[Data listing]
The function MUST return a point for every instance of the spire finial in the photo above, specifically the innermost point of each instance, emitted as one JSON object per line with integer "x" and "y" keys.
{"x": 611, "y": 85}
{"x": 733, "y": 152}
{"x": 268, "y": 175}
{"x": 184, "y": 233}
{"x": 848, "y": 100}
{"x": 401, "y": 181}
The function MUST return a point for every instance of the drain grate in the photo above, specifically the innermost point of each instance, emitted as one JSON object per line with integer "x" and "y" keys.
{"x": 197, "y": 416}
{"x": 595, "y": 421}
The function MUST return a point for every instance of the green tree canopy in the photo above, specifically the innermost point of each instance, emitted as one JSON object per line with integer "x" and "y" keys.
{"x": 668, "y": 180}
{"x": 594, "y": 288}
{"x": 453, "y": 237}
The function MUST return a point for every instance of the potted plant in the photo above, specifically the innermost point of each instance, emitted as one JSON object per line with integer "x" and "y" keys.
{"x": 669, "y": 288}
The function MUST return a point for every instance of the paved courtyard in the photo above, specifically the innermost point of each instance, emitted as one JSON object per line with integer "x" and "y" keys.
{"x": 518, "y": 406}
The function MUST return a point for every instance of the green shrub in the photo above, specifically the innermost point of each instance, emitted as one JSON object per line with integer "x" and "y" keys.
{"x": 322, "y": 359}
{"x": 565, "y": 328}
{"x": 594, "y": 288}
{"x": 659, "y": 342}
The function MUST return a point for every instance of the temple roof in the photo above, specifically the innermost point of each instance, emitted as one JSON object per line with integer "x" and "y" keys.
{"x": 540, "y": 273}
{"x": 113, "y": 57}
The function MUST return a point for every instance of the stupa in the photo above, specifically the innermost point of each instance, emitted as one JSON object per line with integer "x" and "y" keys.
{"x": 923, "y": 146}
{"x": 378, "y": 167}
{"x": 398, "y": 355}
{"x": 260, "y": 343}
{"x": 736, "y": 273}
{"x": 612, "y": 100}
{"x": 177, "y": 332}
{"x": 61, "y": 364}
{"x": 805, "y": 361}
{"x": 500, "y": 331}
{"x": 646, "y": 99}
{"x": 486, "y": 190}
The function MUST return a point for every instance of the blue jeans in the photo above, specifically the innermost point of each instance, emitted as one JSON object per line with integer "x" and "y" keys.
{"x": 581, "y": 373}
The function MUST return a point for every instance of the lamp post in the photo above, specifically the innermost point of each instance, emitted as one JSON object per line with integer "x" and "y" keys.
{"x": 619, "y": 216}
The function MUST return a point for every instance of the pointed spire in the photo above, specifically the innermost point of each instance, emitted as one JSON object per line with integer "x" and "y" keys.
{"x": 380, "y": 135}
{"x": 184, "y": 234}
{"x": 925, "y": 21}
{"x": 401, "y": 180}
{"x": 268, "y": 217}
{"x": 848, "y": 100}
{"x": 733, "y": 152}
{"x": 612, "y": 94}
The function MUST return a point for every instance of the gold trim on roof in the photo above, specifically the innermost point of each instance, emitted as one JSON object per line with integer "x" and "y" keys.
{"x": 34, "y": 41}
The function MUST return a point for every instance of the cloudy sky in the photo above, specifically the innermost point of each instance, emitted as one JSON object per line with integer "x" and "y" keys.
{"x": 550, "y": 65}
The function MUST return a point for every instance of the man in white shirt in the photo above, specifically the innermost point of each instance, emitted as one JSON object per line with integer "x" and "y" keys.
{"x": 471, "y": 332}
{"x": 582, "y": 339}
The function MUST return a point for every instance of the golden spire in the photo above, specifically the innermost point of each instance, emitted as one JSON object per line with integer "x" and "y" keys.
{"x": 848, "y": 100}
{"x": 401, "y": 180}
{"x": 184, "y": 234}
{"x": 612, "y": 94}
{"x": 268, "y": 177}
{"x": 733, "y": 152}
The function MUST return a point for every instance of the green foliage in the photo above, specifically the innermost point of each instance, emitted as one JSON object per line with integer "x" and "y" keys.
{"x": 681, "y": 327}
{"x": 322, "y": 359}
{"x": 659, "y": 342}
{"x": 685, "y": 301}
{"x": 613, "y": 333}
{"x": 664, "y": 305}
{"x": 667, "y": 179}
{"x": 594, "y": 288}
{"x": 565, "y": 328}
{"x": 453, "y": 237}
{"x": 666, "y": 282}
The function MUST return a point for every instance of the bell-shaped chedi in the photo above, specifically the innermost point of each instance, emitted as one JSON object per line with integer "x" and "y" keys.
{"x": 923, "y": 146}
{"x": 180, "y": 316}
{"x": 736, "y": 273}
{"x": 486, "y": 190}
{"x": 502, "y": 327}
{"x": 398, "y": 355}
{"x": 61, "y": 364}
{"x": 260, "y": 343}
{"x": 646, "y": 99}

## [REQUIREMENTS]
From the line that contains "the green foliage" down to the last line of the listing above, repeat each line exactly, and include nothing else.

## [RESULT OF THE TASK]
The function MUST return a point for every instance of the green foliage in the photo above, specifically the innermost point of each instance, emitted as one JSON object per line with integer "x" and "y" keys.
{"x": 681, "y": 327}
{"x": 322, "y": 359}
{"x": 659, "y": 342}
{"x": 685, "y": 301}
{"x": 613, "y": 333}
{"x": 664, "y": 305}
{"x": 667, "y": 179}
{"x": 594, "y": 288}
{"x": 565, "y": 328}
{"x": 453, "y": 237}
{"x": 666, "y": 282}
The function MUST return a point for every instance of the bell-shaped chedi in the photo above, specifically the innermost point of each instance, emitted as one JSON object per line with integer "x" and "y" keys.
{"x": 923, "y": 146}
{"x": 180, "y": 316}
{"x": 736, "y": 273}
{"x": 486, "y": 190}
{"x": 502, "y": 327}
{"x": 398, "y": 355}
{"x": 61, "y": 364}
{"x": 260, "y": 343}
{"x": 646, "y": 99}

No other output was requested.